* [Problem to work on]: Turn the lines from the very start through the line holding "left=0, top=380, right=747, bottom=550", both ends included, into a Markdown table with the columns No. and Line. Give each line its own numbered row and leave out blank lines.
==== Data shown
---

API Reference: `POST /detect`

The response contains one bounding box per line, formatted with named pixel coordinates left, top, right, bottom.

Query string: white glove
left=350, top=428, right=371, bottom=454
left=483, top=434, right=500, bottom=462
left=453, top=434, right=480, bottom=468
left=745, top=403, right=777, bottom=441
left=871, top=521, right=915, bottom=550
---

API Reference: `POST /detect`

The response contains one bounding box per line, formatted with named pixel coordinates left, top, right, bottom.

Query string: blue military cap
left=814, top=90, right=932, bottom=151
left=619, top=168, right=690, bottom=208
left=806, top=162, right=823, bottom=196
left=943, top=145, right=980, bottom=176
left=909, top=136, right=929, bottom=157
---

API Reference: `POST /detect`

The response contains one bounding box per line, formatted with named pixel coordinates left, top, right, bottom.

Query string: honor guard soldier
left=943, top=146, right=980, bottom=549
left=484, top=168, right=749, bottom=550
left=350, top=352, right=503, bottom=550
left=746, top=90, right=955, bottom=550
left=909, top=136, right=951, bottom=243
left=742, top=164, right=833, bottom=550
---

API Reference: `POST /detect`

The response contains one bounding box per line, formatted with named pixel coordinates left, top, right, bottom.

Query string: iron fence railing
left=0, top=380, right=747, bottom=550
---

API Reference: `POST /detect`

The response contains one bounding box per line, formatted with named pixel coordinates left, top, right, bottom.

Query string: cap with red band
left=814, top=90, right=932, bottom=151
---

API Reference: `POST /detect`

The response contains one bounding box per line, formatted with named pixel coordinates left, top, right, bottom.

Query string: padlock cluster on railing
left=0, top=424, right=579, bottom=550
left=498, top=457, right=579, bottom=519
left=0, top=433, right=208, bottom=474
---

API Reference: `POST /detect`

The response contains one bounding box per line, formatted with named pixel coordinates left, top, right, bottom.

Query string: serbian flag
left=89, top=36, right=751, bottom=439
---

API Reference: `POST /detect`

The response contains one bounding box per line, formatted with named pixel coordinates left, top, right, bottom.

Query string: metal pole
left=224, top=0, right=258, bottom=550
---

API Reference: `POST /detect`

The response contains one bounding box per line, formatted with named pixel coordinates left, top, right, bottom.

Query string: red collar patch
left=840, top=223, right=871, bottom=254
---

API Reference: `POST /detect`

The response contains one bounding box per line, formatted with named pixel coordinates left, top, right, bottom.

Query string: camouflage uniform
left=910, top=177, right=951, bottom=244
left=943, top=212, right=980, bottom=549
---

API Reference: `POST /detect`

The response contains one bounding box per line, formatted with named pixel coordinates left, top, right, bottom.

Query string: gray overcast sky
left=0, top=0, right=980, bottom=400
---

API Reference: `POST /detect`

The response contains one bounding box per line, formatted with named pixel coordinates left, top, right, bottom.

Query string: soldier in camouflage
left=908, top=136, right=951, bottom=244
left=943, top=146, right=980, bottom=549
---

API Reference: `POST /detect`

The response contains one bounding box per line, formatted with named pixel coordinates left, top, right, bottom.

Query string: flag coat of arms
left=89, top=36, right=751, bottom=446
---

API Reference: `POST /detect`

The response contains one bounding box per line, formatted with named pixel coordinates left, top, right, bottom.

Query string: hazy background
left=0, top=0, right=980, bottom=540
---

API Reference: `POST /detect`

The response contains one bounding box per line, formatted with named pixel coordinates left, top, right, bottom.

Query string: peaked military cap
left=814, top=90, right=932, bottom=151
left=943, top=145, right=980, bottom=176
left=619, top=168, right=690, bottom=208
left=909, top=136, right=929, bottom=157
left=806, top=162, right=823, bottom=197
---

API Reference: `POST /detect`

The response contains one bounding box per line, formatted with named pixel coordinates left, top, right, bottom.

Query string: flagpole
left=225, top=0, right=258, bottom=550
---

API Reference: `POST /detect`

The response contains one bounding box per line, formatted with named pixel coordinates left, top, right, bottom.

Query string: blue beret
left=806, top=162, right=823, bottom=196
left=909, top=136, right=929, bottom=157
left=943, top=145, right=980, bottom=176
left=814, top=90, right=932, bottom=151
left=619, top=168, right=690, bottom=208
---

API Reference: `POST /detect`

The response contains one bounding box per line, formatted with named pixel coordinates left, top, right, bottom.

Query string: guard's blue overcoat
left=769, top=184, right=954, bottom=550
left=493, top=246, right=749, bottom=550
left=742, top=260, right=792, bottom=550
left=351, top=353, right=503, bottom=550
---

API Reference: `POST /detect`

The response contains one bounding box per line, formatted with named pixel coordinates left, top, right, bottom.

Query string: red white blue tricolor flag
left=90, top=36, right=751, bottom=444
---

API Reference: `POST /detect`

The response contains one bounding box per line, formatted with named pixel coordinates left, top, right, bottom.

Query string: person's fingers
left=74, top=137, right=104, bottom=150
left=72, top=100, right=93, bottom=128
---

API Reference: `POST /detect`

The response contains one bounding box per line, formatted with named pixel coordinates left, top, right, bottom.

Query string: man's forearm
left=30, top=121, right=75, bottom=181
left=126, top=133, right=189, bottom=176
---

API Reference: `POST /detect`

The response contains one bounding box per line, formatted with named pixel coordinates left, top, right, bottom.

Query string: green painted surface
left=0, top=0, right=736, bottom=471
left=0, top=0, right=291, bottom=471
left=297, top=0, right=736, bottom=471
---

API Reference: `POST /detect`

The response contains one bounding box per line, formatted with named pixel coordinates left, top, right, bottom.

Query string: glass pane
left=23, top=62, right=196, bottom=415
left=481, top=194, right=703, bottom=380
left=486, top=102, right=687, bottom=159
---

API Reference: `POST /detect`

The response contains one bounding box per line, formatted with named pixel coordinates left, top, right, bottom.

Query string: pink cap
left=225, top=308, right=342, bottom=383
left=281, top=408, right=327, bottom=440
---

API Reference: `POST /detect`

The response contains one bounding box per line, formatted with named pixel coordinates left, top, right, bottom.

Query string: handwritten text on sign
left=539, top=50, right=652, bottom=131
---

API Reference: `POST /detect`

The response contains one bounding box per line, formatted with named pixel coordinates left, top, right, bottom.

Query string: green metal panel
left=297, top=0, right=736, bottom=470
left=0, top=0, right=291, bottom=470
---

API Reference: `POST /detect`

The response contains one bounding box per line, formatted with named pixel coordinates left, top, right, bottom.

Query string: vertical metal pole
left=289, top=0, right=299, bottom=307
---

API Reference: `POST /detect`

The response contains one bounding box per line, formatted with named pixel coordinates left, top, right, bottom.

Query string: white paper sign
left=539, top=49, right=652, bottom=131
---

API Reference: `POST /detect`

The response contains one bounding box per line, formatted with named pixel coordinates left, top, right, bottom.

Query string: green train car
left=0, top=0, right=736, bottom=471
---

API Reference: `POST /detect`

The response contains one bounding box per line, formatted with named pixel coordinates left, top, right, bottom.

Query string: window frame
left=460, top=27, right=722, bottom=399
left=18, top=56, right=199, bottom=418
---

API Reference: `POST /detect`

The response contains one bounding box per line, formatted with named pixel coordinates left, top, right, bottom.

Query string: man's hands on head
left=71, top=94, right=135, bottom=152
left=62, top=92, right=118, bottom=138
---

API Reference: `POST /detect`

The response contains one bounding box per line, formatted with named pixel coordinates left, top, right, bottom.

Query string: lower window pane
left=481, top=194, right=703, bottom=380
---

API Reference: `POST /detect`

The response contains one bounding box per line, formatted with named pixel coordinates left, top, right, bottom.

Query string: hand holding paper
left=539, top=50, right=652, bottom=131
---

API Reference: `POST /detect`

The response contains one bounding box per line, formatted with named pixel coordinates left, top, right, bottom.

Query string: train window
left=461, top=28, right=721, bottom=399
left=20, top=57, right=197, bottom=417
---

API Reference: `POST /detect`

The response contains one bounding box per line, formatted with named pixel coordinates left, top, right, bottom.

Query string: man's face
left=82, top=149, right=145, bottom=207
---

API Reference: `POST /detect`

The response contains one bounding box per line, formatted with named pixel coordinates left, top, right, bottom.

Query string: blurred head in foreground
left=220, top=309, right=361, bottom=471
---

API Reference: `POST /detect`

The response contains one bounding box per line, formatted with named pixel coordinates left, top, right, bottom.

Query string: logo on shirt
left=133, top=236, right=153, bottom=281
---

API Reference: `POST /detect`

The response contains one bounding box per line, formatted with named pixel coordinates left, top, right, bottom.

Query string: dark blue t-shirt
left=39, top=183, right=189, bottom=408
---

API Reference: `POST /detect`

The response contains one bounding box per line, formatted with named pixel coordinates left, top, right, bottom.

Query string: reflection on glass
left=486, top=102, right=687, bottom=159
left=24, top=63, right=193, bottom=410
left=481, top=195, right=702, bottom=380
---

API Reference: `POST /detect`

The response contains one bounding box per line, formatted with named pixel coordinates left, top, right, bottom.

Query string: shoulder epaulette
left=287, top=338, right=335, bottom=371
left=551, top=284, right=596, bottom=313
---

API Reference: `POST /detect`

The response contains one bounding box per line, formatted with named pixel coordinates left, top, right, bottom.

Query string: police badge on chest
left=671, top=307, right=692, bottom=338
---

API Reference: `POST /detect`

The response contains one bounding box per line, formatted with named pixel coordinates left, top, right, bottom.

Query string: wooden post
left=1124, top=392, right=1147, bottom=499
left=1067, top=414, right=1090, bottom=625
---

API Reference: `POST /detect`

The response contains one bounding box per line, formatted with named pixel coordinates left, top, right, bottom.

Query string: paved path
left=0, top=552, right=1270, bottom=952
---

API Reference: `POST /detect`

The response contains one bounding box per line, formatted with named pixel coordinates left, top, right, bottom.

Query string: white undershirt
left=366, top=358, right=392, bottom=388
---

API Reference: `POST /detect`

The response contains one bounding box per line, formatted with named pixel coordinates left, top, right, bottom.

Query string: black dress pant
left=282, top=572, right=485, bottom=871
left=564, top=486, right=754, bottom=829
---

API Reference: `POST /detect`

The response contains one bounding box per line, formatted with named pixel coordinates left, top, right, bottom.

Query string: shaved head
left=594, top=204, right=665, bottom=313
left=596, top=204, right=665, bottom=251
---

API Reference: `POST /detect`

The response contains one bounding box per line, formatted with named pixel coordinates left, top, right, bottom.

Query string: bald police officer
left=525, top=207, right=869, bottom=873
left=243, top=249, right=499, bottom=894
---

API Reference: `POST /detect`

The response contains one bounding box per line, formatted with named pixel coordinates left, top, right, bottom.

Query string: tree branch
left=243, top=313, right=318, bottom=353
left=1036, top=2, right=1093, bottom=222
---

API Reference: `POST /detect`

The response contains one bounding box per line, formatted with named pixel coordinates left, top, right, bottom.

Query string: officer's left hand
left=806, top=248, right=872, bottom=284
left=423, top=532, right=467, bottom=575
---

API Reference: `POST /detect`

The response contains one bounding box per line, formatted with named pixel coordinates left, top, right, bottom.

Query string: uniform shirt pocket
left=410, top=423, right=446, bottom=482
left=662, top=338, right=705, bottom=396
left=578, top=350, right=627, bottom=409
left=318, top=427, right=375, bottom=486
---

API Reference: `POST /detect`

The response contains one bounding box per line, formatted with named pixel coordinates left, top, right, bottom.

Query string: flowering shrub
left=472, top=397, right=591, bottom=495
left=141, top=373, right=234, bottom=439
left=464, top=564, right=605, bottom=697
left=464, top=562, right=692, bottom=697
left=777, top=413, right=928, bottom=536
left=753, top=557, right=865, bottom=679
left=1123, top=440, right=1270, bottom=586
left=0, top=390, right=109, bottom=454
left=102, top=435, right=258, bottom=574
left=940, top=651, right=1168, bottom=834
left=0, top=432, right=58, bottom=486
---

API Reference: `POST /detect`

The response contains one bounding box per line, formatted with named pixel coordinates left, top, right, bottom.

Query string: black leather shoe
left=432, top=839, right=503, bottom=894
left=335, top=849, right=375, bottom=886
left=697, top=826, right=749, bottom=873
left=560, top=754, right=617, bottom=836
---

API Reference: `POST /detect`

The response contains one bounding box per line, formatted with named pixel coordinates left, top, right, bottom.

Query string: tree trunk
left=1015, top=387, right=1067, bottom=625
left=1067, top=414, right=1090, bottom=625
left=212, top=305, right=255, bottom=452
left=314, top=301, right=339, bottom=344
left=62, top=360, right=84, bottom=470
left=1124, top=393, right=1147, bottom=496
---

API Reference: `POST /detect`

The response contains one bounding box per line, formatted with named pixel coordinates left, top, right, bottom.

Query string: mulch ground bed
========
* [Answer for the task]:
| No. | Line |
|---|---|
| 1 | --- |
| 2 | API Reference: `POST /detect` |
| 3 | The response contains one bounding box per line, formatted with named pixel coordinates left, top, right, bottom. |
| 4 | Query string: white glove |
| 5 | left=350, top=428, right=371, bottom=454 |
| 6 | left=483, top=434, right=500, bottom=462 |
| 7 | left=453, top=434, right=480, bottom=468 |
| 8 | left=745, top=403, right=777, bottom=441 |
| 9 | left=871, top=521, right=915, bottom=550 |
| 10 | --- |
| 11 | API Reference: `POST /detect` |
| 12 | The response contains one bounding box per line, formatted with named pixel coordinates left, top, right, bottom. |
| 13 | Query string: blue military cap |
| 14 | left=814, top=90, right=932, bottom=151 |
| 15 | left=619, top=168, right=690, bottom=208 |
| 16 | left=806, top=162, right=823, bottom=196 |
| 17 | left=943, top=145, right=980, bottom=176 |
| 18 | left=909, top=136, right=929, bottom=157 |
| 19 | --- |
| 20 | API Reference: `POST /detect` |
| 21 | The response contains one bounding box per line, formatted with named pixel coordinates left, top, right, bottom. |
| 22 | Query string: honor guard soldier |
| 23 | left=943, top=146, right=980, bottom=549 |
| 24 | left=484, top=168, right=749, bottom=550 |
| 25 | left=350, top=352, right=503, bottom=550 |
| 26 | left=746, top=90, right=955, bottom=550 |
| 27 | left=909, top=136, right=951, bottom=243 |
| 28 | left=742, top=164, right=833, bottom=550 |
| 29 | --- |
| 30 | API Reference: `POST /detect` |
| 31 | The response contains one bounding box per line, formatted with named pixel coordinates left, top, right, bottom. |
| 32 | Query string: iron fence railing |
| 33 | left=0, top=380, right=747, bottom=550 |